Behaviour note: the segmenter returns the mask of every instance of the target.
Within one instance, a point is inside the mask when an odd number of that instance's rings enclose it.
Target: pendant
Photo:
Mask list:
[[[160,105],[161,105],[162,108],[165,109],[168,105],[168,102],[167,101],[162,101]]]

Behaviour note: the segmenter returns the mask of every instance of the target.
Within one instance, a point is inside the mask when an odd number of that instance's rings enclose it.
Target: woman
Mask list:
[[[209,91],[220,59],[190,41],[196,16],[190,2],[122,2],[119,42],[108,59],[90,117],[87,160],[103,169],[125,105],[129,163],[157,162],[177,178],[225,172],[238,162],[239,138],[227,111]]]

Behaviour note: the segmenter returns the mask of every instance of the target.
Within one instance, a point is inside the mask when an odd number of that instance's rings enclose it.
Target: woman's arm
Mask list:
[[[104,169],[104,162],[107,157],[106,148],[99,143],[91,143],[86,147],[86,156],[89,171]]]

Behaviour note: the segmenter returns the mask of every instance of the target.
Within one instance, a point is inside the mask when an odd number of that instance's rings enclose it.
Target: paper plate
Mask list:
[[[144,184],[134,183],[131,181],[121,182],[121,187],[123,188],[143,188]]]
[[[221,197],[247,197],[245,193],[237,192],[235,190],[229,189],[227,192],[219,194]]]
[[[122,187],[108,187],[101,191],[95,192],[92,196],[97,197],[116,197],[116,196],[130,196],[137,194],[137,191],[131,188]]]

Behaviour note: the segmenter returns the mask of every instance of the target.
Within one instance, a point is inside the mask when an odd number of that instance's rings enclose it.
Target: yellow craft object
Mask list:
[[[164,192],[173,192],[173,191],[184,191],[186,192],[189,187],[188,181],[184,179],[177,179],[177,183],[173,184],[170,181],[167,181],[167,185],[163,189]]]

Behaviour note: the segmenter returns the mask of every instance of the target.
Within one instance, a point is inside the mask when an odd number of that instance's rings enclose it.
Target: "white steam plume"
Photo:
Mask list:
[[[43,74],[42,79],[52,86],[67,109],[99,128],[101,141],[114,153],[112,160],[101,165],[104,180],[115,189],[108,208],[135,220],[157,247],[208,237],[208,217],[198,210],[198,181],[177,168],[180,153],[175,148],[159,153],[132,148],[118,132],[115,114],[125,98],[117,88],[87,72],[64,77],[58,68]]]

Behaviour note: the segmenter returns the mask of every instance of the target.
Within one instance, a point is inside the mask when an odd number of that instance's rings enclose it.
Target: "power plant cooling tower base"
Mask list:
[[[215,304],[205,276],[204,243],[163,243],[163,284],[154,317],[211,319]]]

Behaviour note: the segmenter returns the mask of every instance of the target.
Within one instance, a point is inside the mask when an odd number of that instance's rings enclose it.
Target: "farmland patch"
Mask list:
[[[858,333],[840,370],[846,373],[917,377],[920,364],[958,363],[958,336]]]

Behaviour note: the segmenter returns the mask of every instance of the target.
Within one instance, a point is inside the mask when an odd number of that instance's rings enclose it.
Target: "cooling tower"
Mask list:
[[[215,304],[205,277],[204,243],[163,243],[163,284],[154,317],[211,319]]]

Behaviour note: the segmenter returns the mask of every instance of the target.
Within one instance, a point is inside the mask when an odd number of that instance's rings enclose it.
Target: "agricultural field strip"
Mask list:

· · · ·

**WORK INSTRUCTIONS**
Copy out each line of the records above that includes "tower".

**RESULT OF THE EXERCISE**
Target: "power plant cooling tower base"
Target: "cooling tower"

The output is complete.